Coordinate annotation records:
>> begin

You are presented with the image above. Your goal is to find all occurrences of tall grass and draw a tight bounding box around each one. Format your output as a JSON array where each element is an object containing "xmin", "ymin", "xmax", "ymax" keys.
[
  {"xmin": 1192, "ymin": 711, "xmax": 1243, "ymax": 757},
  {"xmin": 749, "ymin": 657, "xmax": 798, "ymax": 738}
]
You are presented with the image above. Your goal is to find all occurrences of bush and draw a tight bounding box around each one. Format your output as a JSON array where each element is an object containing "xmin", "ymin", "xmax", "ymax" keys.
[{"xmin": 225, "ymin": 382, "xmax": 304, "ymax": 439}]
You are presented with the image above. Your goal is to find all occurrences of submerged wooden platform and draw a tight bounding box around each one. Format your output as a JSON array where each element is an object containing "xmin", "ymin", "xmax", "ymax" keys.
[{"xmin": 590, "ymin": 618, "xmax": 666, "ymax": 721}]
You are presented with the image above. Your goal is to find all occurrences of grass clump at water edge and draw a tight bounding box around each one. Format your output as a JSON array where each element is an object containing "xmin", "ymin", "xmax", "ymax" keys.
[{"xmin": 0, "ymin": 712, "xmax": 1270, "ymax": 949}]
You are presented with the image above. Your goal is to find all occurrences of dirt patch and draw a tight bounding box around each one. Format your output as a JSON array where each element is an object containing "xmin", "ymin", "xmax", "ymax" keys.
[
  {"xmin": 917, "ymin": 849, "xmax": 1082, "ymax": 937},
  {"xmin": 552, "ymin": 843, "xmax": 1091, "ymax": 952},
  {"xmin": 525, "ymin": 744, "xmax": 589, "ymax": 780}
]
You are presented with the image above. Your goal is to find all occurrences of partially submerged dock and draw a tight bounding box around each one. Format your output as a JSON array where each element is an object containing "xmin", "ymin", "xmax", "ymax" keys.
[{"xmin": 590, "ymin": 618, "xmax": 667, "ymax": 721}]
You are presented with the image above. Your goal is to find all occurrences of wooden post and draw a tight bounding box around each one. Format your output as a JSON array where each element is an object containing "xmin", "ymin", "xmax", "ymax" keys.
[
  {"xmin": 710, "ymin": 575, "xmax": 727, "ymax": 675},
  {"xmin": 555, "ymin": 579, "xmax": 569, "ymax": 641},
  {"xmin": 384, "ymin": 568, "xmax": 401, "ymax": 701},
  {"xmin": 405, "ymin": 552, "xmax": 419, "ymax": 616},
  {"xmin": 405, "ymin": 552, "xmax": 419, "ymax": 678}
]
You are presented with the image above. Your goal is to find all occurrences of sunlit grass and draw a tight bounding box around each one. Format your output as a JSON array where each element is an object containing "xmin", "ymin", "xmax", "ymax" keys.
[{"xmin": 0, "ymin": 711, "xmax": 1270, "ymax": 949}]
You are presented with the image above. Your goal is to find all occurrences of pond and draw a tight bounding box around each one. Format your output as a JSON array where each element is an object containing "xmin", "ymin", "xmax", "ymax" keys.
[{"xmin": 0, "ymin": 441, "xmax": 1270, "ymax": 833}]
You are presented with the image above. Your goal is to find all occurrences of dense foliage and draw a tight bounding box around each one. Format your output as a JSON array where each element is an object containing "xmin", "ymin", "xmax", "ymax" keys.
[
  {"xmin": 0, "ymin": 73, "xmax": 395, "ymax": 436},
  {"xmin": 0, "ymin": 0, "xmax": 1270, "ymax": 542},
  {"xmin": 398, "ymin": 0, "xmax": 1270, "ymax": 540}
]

>> end
>> begin

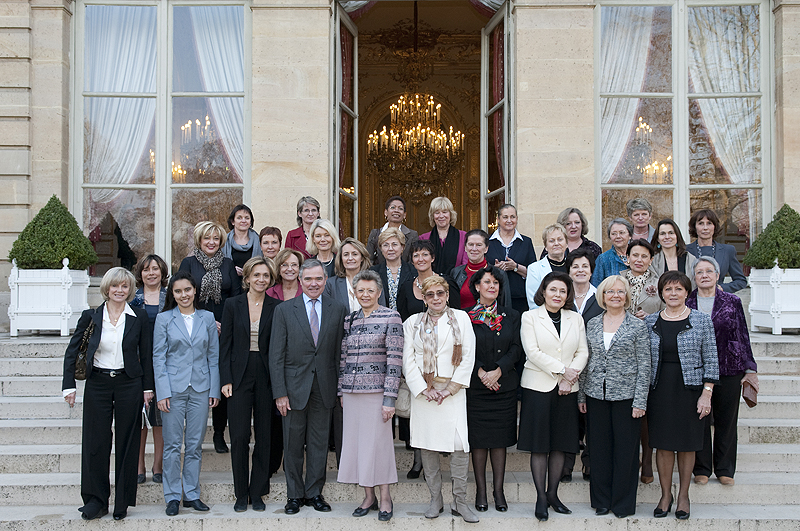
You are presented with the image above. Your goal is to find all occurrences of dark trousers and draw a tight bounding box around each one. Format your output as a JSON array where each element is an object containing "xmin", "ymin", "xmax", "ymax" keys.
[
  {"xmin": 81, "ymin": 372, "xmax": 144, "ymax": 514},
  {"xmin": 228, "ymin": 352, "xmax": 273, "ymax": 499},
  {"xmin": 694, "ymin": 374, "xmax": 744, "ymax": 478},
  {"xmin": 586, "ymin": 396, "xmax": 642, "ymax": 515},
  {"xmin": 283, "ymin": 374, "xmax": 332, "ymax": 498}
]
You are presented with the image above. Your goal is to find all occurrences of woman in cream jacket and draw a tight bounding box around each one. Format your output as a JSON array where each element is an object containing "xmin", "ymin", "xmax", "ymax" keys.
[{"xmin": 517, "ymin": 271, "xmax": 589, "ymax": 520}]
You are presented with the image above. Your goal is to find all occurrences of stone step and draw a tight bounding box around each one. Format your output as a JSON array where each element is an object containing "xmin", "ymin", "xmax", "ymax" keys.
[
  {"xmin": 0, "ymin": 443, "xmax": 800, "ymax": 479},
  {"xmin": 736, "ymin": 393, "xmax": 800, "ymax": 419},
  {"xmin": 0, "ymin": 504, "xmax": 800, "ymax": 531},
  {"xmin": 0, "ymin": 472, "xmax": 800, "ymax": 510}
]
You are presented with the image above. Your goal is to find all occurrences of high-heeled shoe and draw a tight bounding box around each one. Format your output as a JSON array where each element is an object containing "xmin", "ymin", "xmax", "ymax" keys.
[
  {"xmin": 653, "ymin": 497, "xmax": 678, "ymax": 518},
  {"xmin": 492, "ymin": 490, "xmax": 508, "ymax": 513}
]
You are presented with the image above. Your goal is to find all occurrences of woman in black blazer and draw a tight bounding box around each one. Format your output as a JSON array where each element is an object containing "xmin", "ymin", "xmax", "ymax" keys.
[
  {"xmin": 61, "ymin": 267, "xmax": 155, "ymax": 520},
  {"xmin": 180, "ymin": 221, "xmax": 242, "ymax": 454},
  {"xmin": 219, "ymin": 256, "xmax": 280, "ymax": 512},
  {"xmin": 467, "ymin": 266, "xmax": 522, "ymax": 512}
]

>> end

What is needed:
Locate every line in the records that contains the word "wooden" and copy each of those lines.

Reply:
You are presented with the image above. Your goal is to find all occurrences of submerged wooden platform and draw a tight bounding box around each one. Format your output as a JSON array where each element is an object containing "xmin", "ymin", "xmax", "ymax" keys.
You are presented with the image above. Your goal is to find all occurrences of wooden post and draw a tight bounding box around each one. Format your output as a JSON array where each element is an object containing "xmin", "ymin", "xmax", "ymax" keys.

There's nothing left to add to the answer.